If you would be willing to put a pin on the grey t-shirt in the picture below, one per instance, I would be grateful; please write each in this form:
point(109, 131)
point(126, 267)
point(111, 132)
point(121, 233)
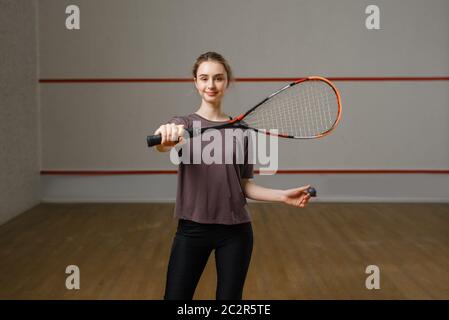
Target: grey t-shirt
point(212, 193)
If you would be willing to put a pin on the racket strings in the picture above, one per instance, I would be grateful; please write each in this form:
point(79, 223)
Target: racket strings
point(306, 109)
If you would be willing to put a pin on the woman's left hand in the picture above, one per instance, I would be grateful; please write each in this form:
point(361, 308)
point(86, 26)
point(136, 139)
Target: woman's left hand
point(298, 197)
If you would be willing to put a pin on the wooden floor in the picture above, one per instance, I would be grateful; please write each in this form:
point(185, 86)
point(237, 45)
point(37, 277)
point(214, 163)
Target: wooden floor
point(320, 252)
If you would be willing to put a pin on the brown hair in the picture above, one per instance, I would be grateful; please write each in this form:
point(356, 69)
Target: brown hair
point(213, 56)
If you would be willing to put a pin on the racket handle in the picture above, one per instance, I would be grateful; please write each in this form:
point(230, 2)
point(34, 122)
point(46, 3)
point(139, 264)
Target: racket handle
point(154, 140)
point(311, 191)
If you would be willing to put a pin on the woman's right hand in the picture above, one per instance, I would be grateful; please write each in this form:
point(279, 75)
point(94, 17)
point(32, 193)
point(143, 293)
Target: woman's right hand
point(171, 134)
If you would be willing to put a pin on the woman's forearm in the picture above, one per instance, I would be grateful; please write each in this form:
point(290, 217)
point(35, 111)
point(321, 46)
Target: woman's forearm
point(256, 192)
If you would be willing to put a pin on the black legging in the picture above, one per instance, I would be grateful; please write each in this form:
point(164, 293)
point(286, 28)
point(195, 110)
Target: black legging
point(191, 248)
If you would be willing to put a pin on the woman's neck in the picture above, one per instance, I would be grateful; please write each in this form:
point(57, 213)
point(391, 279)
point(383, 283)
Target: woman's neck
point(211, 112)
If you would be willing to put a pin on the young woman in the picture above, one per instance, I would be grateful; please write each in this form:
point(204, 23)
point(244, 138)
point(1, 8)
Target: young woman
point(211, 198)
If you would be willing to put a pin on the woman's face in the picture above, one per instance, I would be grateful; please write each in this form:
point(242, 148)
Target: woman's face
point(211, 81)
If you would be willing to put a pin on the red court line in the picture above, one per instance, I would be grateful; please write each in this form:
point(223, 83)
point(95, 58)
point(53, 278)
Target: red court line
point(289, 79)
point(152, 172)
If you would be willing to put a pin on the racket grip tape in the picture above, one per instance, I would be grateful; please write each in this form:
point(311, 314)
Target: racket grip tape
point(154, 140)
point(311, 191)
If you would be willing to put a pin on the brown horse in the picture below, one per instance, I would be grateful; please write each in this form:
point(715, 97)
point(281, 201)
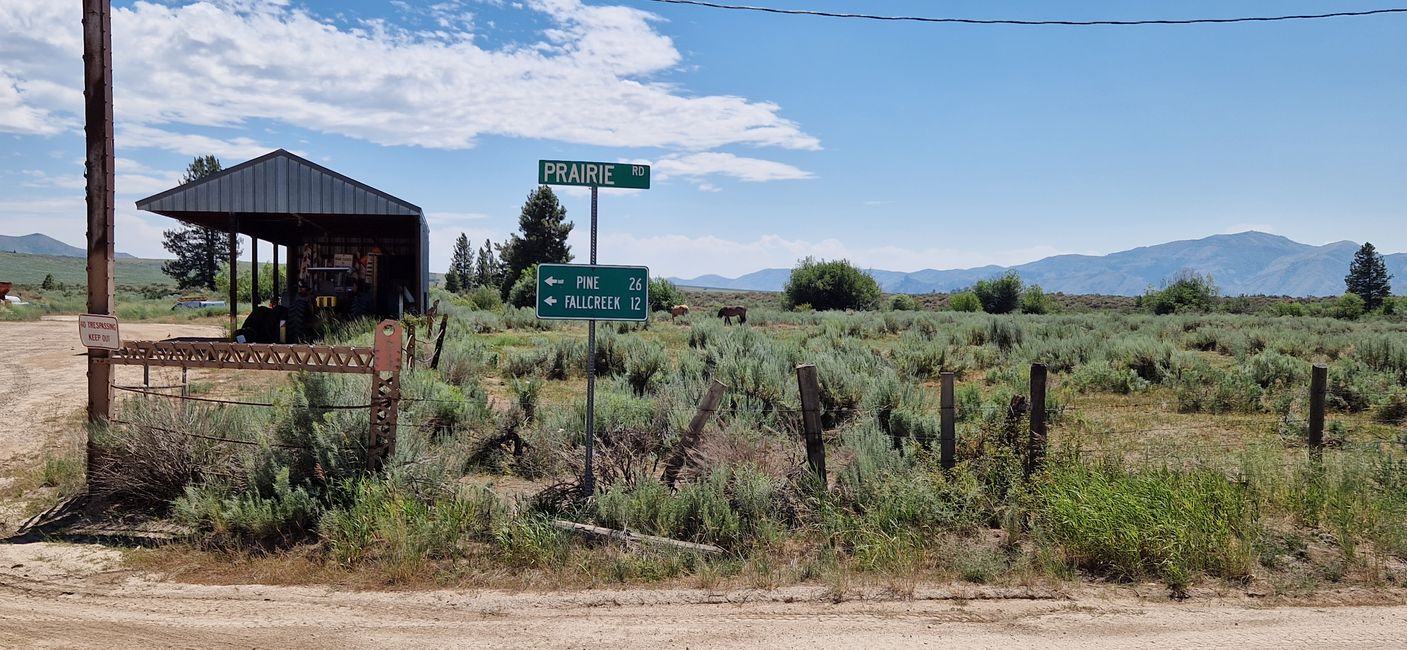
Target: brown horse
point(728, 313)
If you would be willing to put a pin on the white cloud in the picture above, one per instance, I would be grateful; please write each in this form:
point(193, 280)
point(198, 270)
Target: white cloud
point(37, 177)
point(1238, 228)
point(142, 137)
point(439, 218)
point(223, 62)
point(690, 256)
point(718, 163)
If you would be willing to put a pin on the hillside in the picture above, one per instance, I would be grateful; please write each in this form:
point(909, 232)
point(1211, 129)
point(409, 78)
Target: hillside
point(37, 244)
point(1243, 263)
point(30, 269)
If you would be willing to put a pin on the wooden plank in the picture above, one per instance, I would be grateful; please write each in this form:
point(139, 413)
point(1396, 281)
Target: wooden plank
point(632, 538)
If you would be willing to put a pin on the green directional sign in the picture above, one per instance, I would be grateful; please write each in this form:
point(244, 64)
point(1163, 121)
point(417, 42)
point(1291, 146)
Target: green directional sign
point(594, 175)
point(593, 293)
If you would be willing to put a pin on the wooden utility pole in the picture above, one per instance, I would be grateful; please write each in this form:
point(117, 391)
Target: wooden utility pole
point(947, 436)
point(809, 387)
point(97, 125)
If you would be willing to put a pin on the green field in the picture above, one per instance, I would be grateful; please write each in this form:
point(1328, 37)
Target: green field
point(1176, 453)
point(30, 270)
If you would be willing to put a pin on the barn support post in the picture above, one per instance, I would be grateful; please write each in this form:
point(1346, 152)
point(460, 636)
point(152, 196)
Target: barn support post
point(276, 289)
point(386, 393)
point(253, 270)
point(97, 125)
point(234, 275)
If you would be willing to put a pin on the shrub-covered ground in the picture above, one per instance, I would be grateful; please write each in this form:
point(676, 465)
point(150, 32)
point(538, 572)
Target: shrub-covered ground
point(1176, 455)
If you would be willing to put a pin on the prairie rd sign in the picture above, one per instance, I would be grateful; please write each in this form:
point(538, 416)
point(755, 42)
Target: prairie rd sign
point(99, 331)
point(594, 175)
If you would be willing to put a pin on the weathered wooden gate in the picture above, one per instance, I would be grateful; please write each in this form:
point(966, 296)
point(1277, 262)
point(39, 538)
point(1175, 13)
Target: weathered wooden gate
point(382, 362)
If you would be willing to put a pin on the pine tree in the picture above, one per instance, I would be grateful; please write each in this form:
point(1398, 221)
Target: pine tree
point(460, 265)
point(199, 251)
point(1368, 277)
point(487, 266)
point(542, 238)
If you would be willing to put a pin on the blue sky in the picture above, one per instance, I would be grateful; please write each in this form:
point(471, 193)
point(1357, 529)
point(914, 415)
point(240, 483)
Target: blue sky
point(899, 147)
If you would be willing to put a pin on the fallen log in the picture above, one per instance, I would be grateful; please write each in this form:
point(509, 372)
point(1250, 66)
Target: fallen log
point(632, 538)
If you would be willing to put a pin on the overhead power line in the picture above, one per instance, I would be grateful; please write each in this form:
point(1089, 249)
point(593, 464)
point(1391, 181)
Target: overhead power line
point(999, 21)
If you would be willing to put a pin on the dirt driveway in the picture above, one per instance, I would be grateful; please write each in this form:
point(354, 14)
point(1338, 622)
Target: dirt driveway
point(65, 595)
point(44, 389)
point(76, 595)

**********

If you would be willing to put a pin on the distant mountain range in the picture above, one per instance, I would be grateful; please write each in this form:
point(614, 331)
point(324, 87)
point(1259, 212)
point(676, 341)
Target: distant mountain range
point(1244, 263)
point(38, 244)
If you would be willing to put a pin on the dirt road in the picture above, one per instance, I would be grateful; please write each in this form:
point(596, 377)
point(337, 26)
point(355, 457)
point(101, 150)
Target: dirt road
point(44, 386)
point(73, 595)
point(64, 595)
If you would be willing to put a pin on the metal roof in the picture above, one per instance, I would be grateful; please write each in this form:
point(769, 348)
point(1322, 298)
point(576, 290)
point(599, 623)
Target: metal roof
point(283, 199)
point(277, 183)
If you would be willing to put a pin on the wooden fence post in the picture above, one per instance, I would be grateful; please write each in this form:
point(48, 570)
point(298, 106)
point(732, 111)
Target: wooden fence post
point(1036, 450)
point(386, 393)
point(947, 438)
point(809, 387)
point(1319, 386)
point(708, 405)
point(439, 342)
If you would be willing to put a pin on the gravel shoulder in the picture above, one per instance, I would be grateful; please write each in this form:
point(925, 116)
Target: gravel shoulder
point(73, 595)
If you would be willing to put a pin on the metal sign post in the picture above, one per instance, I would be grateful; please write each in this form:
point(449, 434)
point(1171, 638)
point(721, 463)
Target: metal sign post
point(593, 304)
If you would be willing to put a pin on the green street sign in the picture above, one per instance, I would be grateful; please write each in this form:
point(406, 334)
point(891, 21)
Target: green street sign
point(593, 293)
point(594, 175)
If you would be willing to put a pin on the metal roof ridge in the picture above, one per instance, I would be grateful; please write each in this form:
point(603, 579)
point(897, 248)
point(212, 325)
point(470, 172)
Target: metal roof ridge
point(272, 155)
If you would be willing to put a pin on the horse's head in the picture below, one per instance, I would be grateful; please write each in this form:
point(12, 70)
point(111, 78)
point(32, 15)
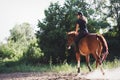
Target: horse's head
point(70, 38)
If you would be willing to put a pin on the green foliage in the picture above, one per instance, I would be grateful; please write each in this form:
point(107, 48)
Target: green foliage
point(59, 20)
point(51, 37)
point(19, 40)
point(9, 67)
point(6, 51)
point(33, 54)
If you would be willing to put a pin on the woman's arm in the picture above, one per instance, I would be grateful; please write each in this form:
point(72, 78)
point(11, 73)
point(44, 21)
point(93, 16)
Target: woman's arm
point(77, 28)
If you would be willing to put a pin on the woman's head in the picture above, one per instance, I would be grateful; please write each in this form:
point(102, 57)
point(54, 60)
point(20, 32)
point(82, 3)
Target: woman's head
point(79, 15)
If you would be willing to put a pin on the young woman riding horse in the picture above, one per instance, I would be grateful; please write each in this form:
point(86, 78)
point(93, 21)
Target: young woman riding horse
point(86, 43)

**********

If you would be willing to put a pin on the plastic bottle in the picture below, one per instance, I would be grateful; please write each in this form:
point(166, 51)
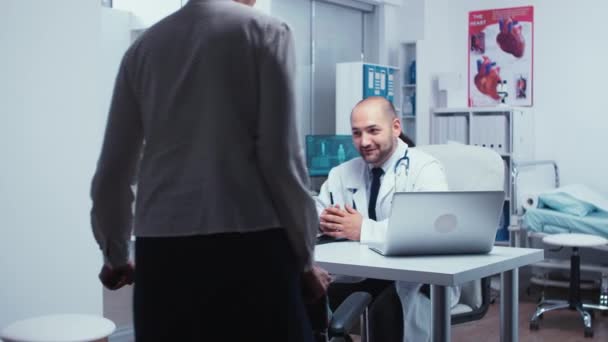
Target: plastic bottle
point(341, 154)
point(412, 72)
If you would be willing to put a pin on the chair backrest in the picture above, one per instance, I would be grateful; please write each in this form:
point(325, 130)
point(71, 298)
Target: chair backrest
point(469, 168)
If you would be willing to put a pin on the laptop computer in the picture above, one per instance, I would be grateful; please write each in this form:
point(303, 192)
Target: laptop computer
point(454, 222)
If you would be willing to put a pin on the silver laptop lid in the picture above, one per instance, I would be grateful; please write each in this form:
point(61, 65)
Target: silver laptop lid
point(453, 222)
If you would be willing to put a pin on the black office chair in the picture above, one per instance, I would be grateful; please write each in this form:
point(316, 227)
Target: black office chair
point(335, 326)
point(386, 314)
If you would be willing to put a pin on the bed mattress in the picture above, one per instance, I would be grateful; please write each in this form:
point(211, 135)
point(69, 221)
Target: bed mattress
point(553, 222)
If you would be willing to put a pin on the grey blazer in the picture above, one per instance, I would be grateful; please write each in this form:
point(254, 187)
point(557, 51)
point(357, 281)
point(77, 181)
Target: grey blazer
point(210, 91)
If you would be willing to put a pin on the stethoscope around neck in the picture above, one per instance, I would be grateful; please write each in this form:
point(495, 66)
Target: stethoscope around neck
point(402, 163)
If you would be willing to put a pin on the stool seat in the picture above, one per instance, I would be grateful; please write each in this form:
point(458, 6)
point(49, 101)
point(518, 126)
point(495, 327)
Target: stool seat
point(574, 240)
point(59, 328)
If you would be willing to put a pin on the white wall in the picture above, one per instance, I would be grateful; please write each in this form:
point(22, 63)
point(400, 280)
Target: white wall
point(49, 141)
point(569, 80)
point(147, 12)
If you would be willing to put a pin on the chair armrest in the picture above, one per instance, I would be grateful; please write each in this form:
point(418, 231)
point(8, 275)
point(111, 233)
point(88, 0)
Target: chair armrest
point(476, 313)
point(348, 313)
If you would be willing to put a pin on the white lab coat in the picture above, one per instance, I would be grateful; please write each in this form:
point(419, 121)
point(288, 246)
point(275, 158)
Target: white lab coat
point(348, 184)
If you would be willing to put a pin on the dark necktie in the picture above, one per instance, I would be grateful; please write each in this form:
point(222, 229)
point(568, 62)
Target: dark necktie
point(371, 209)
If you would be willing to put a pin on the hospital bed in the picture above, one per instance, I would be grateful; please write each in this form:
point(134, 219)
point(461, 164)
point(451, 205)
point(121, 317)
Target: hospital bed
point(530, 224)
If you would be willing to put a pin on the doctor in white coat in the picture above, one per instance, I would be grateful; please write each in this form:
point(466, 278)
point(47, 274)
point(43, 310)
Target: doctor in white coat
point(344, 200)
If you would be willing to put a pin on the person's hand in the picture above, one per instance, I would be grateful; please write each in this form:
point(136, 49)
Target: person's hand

**********

Directions for this task: Could you set down, exactly as written, the lines above between the one holding "point(409, 78)" and the one holding "point(1396, 281)", inclusive, and nothing more?

Result of the task:
point(409, 78)
Target: hillside
point(37, 244)
point(1243, 263)
point(30, 269)
If you would be willing to put a pin on the wooden plank in the picture above, one per instance, I would be grateful; please write each in this form:
point(139, 413)
point(1396, 281)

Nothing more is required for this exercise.